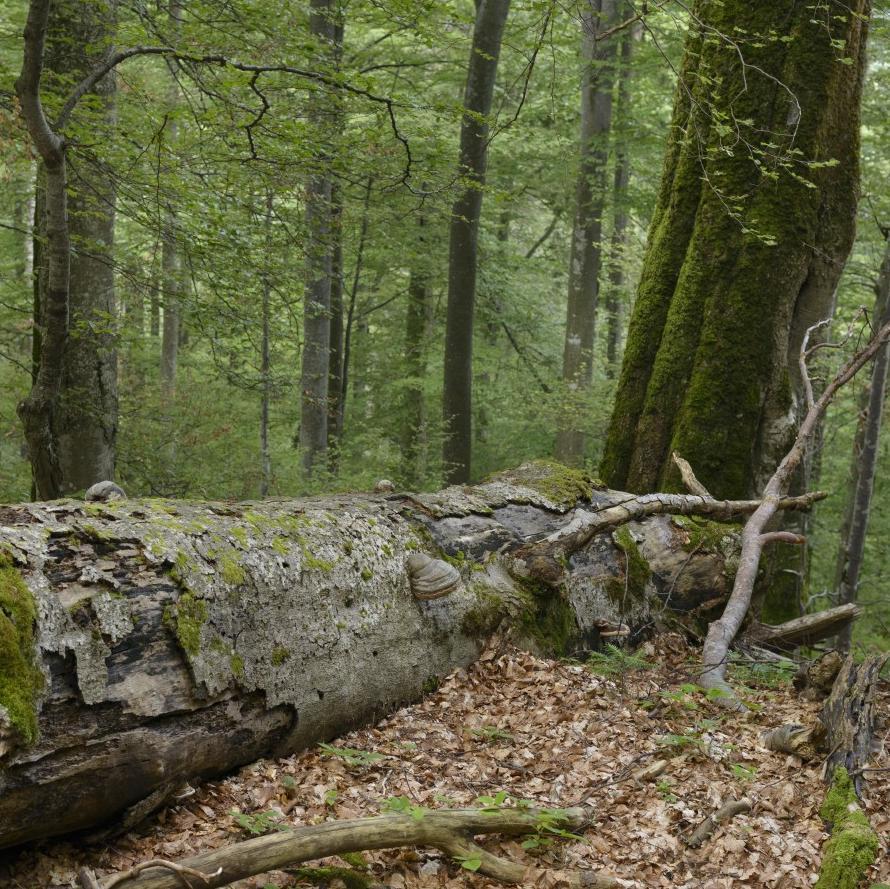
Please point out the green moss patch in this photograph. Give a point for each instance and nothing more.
(636, 569)
(186, 619)
(561, 484)
(853, 845)
(20, 678)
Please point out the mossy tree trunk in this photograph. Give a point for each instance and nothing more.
(754, 221)
(144, 643)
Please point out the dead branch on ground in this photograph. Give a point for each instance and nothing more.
(722, 632)
(450, 830)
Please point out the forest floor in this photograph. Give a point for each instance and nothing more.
(553, 733)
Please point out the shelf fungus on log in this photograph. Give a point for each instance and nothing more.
(162, 641)
(431, 578)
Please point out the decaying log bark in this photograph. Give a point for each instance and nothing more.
(179, 640)
(849, 717)
(448, 830)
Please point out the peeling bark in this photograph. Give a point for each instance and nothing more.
(179, 640)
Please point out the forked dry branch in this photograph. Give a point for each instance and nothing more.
(451, 831)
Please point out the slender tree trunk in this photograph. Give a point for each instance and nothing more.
(171, 276)
(265, 362)
(212, 637)
(315, 371)
(85, 423)
(865, 462)
(585, 260)
(417, 324)
(743, 254)
(615, 297)
(353, 295)
(51, 295)
(335, 369)
(491, 17)
(171, 260)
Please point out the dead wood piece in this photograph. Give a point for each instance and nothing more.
(87, 879)
(722, 632)
(726, 812)
(807, 629)
(693, 485)
(815, 678)
(185, 874)
(545, 559)
(797, 740)
(651, 771)
(849, 717)
(447, 830)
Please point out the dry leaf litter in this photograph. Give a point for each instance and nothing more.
(552, 733)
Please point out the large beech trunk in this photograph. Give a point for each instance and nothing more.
(178, 640)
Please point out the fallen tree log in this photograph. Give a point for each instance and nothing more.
(144, 643)
(805, 630)
(448, 830)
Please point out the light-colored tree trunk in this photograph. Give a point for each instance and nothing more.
(491, 18)
(265, 355)
(586, 253)
(865, 462)
(417, 330)
(315, 370)
(162, 641)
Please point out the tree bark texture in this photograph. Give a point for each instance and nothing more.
(315, 370)
(745, 248)
(149, 642)
(85, 423)
(865, 462)
(586, 254)
(457, 396)
(418, 318)
(37, 411)
(616, 298)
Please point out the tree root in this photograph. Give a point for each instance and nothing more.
(449, 830)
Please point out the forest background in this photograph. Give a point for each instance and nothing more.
(210, 172)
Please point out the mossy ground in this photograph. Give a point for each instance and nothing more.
(20, 678)
(636, 569)
(853, 845)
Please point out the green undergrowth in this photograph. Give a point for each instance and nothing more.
(20, 678)
(853, 845)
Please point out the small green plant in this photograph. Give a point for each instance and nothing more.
(401, 805)
(492, 803)
(615, 661)
(680, 743)
(260, 822)
(469, 862)
(665, 789)
(491, 733)
(353, 758)
(743, 773)
(764, 675)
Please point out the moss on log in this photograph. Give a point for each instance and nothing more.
(177, 640)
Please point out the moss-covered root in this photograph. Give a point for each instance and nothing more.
(20, 677)
(853, 845)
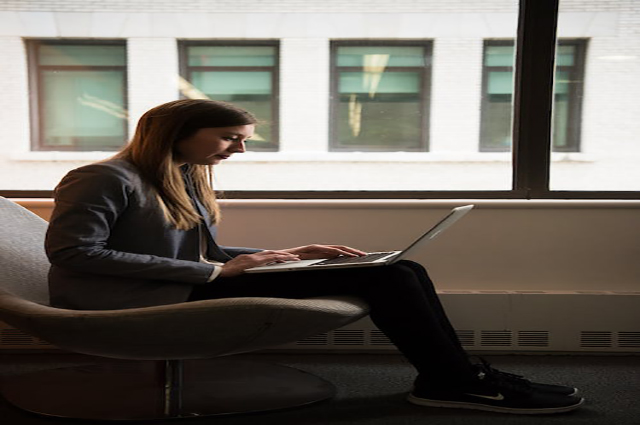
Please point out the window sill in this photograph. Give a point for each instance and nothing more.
(358, 157)
(59, 156)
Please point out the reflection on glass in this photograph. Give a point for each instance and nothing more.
(380, 98)
(497, 100)
(604, 97)
(82, 89)
(242, 75)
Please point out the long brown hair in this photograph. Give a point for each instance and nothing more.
(152, 151)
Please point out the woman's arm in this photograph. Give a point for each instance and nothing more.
(89, 202)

####################

Everything in the material must be duplicated exactly, except the pictures.

Please point out the green moss patch in this photograph. Give a point for each instance and nothing more.
(636, 569)
(186, 619)
(561, 484)
(853, 845)
(20, 678)
Please point out the mossy tree trunk in this photograph. Give a point for each instance and nothing more.
(754, 221)
(144, 643)
Please point out the dead branch on ground in this photograph. Give a point for each instance and nothing more.
(722, 632)
(450, 830)
Please point out the forest floor in this photograph. Give a point for each instance and nothing more.
(553, 733)
Please point out the shelf fungus on log in this photograph. Give a point for each instance and nothing more.
(162, 641)
(431, 578)
Please point out the decaying log bark in this photograph. Give a point for each instance and nothing more.
(179, 640)
(849, 717)
(448, 830)
Please point out the peeling bark in this photograph. Give a point for each instance and nothing more.
(179, 640)
Please point out the forked dry branch in this photograph. Give a point for each instance and nothing more.
(451, 831)
Please point out the slender tree trunk in this photograph. Give a point for each instance and nothing more.
(171, 276)
(265, 362)
(212, 637)
(315, 371)
(85, 423)
(865, 462)
(585, 260)
(417, 324)
(743, 254)
(615, 297)
(353, 295)
(51, 295)
(335, 369)
(491, 17)
(171, 260)
Please point out the dead wood piece in this photograph. Give a point for each instance and nothing more.
(87, 879)
(722, 632)
(726, 812)
(807, 629)
(693, 485)
(815, 678)
(185, 874)
(545, 559)
(797, 740)
(651, 771)
(849, 717)
(447, 830)
Please point out the dry leaf litter in this photograph. Give a point for each instance and nothing more.
(552, 733)
Please point out the large beech trunk in this photograph. Give a point for each instance and nothing more.
(178, 640)
Please point out the fallen tree log in this photograph. Give a point for each instance and nothing more.
(144, 643)
(805, 630)
(448, 830)
Please point out the light-colored tree trunk in this photograph. Give a point for each instance and nothing more.
(491, 18)
(265, 355)
(586, 253)
(865, 462)
(417, 330)
(315, 370)
(162, 641)
Please point out the tree bark texture in this photograph. Give a point for each instance and nothing more.
(315, 370)
(745, 248)
(149, 642)
(85, 423)
(865, 462)
(586, 254)
(457, 396)
(418, 318)
(37, 411)
(616, 298)
Please point out the tree root in this photograph. Give a point for each instance and nothing more.
(449, 830)
Please point out the forest background in this photograph. Give a point for each instance and nothing more.
(210, 172)
Please point out the mossy ground in this photograph. Give a point for each instance and nothing more.
(20, 678)
(636, 569)
(853, 845)
Please point out the green undergrowth in this photograph. Give a point for each instance and nothing more.
(20, 678)
(853, 845)
Please point out the small green plant in this photograph. Give a point for each instance and nothing more.
(401, 805)
(492, 803)
(615, 661)
(680, 743)
(260, 822)
(469, 862)
(665, 789)
(491, 733)
(353, 758)
(743, 773)
(764, 675)
Please point out the moss on log in this photograph. Give a point for each instance and nothing more.
(177, 640)
Please point out the moss-covered root in this photograph. Give a point for each instance and nothing more.
(20, 677)
(853, 845)
Please point out the window sill in this photograph. Give a point for each instance and nothing more.
(358, 157)
(59, 156)
Please point out the reflection on glass in this photograph. Give a point for each instance and nothing more.
(380, 98)
(497, 100)
(604, 97)
(82, 89)
(242, 75)
Please point out the long brown hair in this photograph. Give a point for each instance and nothing more.
(152, 151)
Please point out the woman's arm in this photograph. Give a point for each instance and nothing more.
(89, 202)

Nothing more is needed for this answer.